• **Exercise tasks**:
A: In the passage on unusual options activity, what was FTAI's stock price when Heat Seeker® identified the large bullish call spread?
B: In the passage on unusual options activity, which price levels did the analysts name as areas to consider taking profits on SU?
C: Resume the passage on unusual options activity after its last sentence.

But dollar value of a trade is just one of the many boxes our team considers before following unusual options activity.
Like all of our UOA recommendations, this trade was well above the open interest of 1,933 contracts. So just as with RIOT, we were able to determine this was not just someone closing their position. That checked another box for us.
But again, you never want to get overly excited about order flow alone. It’s important to connect data with technical indicators that support the activity. And why go it alone? Our analysts work hard to identify specific trend lines as well as support and resistance levels to consider before entering a trade.
While it’s true you could miss an opportunity by not jumping right on the UOA, sometimes it’s best to wait until you determine an appropriate time to buy in. SU is a perfect example of why you need to consider the technicals and remain patient.
We included Suncor in our UOA Weekly service as a bonus name on February 9th. (In the weekly live webinar, Ryan Mastro will offer additional examples and ideas of unusual options activity that we see—trade ideas that we call bonus names.) Our analysts gave subscribers guidance to consider a trade on SU if the stock were to break above resistance seen at $17.79, targeting $18.50, $19.07, $19.65, and $20.23 as areas to consider taking profits.
The stock traded back and forth under the $19 level before eventually grinding to a high of $23.69 over the next month.
Fortress Transportation and Infrastructure Investors (FTAI): Understanding unusual spreads
Fortress owns and acquires infrastructure and equipment for the transportation of goods all over the world. FTAI is another example that highlights the importance of understanding order flow when it comes to trading unusual options activity.
On March 1st, Heat Seeker® identified a very large bullish call spread purchased when the stock was trading at $27.87. In this case, someone came in and bought 3,500 of the August $32 calls between $1.84 and $2.20, while simultaneously selling 3,500 of the August $40 calls against the lower strike.
A spread like this means the trader believes the stock might rise to at least $40 by the time the options expire in August (but probably believes that it won’t rise much above $40).
We knew these trades were placed together because there was no open interest on either strike price, and both legs were executed at the same time. But pinpointing exactly what’s happening in spreads can be difficult for the average trader simply staring at the options chain. Most people choose not to access the real-time data.

• **Record excerpts**:
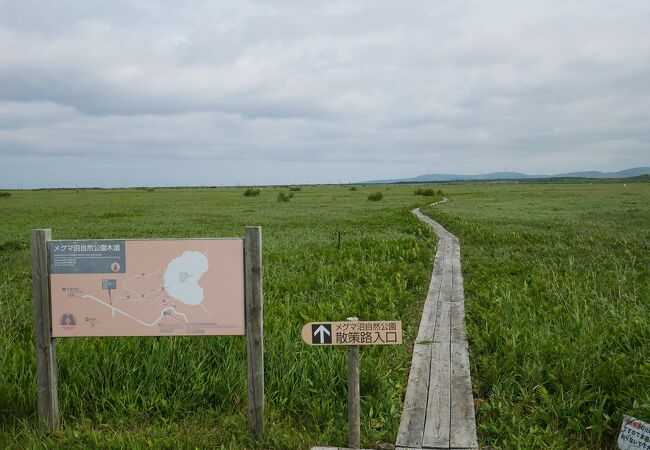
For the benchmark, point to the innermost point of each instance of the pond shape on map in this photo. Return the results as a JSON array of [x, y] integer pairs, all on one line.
[[182, 276]]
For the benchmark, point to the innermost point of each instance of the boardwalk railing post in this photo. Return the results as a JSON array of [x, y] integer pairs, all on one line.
[[48, 398], [254, 328], [354, 408]]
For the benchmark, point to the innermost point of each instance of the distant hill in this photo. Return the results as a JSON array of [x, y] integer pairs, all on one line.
[[634, 172]]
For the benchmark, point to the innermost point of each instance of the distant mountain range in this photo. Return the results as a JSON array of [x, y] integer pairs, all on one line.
[[635, 172]]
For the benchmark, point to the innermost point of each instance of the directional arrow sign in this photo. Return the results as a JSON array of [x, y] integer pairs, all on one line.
[[374, 332], [321, 333]]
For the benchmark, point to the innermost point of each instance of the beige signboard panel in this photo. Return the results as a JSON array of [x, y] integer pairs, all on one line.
[[147, 287]]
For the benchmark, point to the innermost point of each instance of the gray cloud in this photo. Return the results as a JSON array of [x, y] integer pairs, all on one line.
[[364, 90]]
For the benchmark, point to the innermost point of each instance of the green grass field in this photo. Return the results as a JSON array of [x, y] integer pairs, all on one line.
[[557, 297], [557, 282], [173, 391]]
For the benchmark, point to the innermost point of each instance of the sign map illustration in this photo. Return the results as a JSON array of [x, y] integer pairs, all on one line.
[[147, 287]]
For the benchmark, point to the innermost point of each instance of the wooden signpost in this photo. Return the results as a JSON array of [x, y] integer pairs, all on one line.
[[147, 288], [353, 333]]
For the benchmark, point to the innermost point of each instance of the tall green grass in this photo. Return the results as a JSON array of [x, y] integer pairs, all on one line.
[[557, 281], [172, 392]]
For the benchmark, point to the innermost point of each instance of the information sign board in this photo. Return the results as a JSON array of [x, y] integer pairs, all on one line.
[[375, 332], [147, 287]]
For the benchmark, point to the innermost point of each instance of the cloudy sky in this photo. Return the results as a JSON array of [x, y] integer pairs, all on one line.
[[126, 92]]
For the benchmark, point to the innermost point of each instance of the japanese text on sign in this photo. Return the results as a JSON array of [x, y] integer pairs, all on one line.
[[353, 333]]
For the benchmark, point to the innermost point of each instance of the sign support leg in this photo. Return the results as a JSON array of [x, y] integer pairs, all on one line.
[[354, 408], [254, 328], [47, 390]]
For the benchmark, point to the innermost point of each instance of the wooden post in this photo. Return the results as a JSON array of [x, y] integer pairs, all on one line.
[[354, 408], [48, 398], [254, 328]]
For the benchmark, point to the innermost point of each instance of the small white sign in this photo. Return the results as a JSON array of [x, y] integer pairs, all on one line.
[[635, 434]]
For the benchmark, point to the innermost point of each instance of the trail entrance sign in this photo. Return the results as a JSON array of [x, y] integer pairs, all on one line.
[[353, 333], [147, 288], [374, 332], [634, 435]]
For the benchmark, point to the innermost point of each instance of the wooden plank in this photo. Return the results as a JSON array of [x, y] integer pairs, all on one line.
[[411, 426], [254, 328], [443, 323], [437, 424], [458, 294], [458, 323], [463, 432], [46, 376], [428, 320]]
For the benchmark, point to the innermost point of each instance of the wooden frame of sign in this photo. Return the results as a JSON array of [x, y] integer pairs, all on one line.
[[90, 259]]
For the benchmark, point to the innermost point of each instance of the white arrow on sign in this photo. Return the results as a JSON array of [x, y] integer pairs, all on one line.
[[322, 330]]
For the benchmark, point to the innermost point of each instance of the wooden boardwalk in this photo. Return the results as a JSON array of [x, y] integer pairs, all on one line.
[[438, 406]]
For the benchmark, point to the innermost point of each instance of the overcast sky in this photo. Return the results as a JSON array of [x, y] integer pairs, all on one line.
[[133, 93]]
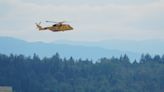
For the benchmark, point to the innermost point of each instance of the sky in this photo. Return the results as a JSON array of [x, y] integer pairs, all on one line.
[[92, 20]]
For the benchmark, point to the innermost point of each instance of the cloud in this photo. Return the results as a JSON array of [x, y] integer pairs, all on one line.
[[91, 22]]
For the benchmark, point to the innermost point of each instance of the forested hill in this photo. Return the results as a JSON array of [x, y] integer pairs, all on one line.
[[55, 74]]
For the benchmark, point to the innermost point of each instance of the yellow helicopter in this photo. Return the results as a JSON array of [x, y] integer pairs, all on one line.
[[57, 27]]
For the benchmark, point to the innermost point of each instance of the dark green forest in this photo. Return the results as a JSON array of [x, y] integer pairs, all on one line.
[[56, 74]]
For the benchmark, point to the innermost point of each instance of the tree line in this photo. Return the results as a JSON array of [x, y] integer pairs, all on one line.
[[56, 74]]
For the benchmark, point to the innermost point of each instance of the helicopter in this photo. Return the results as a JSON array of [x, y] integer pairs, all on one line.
[[57, 27]]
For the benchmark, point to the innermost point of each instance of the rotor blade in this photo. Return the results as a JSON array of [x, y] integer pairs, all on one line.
[[51, 21]]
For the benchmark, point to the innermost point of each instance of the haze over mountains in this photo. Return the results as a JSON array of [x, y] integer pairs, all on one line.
[[84, 50]]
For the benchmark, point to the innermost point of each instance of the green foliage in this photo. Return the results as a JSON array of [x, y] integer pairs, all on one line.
[[54, 74]]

• **Outputs in order**:
A: $27.87

B: $18.50, $19.07, $19.65, and $20.23

C:
However, our analysts are able to utilize Heat Seeker® to determine which portion of the trade took place on the bid vs. that occurring on the ask. This is important because it tells us who the instigator of the trade was, which indicates whether it was actually bullish or bearish. For instance, if the instigator of the trade was the person selling a 32/40 call spread, that would indicate that they expected the stock to stay below $32. If, as was the case here, the instigator was the person buying the 32/40 call spread, then that indicates that it was a bullish trade.
Once our team was able to decipher the direction of the spread, we sent a trade idea to members letting them know what we were seeing. We also provided a potential entry trigger level of $28.48 on the stock based on technical analysis, which could be a comfortable area to enter the trade if breached.
Over the next four trading days, FTAI broke through that $28.48 level and continued as high as $31.81. While that move might not be as impressive as RIOT’s, it turned into a nice little trade as the $32 calls gained in price more than the $40 calls did. That resulted in a net profit on the trade.
The bottom line
Trading unusual options activity is really a philosophy. It means finding the right UOA trades and marrying them with potential catalysts, data, and technical analysis. It is not just blindly following large trades.
At the end of the day, you must analyze all the information at your disposal. Then, decide if you agree with the unusual order flow and consider the best way to follow the smart money. That’s how we trade at Market Rebellion.